:: Source document ::
※

---
title: DataSense E2B
emoji: 📊
colorFrom: blue
colorTo: green
sdk: gradio
sdk_version: 6.5.1
app_file: app.py
pinned: false
license: apache-2.0
startup_duration_timeout: 30m
short_description: Execution-grounded data agent — Gemma-4 2B + SFT v1
models:
  - sanjaymalladi/DataSense-Modal-E2B-SFT
  - unsloth/gemma-4-E2B-it
hardware: gpu-t4
tags:
  - track:wood
  - sponsor:modal
  - achievement:offgrid
  - achievement:welltuned
  - achievement:offbrand
  - achievement:sharing
  - achievement:fieldnotes
---

# DataSense E2B

A **personal data-science agent** built for the Gemma / DataBench hackathon — not a chatbot that *pretends* to run code, but a model that **writes Python, executes it, reads real errors, and verifies answers** before claiming a result.

This Space runs **SFT v1** on [`unsloth/gemma-4-E2B-it`](https://huggingface.co/unsloth/gemma-4-E2B-it) with LoRA adapter [`sanjaymalladi/DataSense-Modal-E2B-SFT`](https://huggingface.co/sanjaymalladi/DataSense-Modal-E2B-SFT). Pick a bundled CSV example or ask your own question — the agent inspects schema, runs code in a sandbox, debugs from tracebacks, and returns **Answer** + **Summary** tags.

※

:: Dataset records ::
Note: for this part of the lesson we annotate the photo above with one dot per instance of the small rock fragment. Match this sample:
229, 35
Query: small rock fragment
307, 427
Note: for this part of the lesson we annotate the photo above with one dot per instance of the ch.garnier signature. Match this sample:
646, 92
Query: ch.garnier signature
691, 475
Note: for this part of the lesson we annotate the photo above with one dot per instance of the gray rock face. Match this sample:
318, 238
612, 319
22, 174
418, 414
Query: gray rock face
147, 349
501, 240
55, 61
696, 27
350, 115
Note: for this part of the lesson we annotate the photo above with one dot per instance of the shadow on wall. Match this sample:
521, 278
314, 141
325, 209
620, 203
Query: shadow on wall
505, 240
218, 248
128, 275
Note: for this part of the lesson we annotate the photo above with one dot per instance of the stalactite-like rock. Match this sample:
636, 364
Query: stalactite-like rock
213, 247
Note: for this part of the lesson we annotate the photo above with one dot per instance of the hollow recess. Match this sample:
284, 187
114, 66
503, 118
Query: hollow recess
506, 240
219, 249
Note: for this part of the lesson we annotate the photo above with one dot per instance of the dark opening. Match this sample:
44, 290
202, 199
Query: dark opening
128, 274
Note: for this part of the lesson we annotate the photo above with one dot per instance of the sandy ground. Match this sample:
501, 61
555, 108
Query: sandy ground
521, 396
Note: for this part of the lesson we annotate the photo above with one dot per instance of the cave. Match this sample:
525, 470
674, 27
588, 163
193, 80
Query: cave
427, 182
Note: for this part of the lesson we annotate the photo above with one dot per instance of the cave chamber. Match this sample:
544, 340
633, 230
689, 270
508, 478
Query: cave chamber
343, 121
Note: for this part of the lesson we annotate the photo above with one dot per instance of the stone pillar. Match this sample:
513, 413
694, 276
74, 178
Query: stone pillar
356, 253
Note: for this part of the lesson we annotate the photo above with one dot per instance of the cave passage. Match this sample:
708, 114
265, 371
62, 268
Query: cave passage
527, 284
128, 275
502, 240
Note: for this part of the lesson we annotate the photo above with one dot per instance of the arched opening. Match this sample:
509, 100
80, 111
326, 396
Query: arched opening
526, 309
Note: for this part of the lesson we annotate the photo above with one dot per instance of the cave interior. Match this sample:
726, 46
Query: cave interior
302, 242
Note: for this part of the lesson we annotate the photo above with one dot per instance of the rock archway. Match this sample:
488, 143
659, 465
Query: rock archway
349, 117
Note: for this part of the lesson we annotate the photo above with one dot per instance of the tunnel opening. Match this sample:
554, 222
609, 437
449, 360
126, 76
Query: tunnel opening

※

:: Required tasks ::
**A)** Answer from the DataSense E2B description:
(i) Which hardware does the header list?
(ii) Which base model does SFT v1 run on?
(iii) Which two tags does the agent return?
**B)** List every tag in the DataSense E2B description that begins with "achievement:".
**C)** Write the text that follows the last sentence of the DataSense E2B description.

:: Set of answers ::
**A)**
(i) gpu-t4
(ii) unsloth/gemma-4-E2B-it
(iii) Answer and Summary

**B)**
achievement:offgrid
achievement:welltuned
achievement:offbrand
achievement:sharing
achievement:fieldnotes

**C)**
**Powered by Modal for fine tuning the model.**

📖 **[Read the full project story →](https://datasense-e2b.netlify.app/)** · **🎬 [Watch the demo →](https://youtu.be/ucFoCdMK7sE)** · **[LinkedIn post →](https://www.linkedin.com/posts/sanjaymalladi_buildsmall-huggingface-modal-share-7471993638814654464-47hY/)**

---

## The problem we set out to solve

Small instruction models can look competent on data questions by printing plausible `**Answer:**` tags **without executing anything**. Our first eval even reported **0% accuracy for everyone** — not because training failed, but because we were scoring synthetic sandbox data against real DataBench ground truth.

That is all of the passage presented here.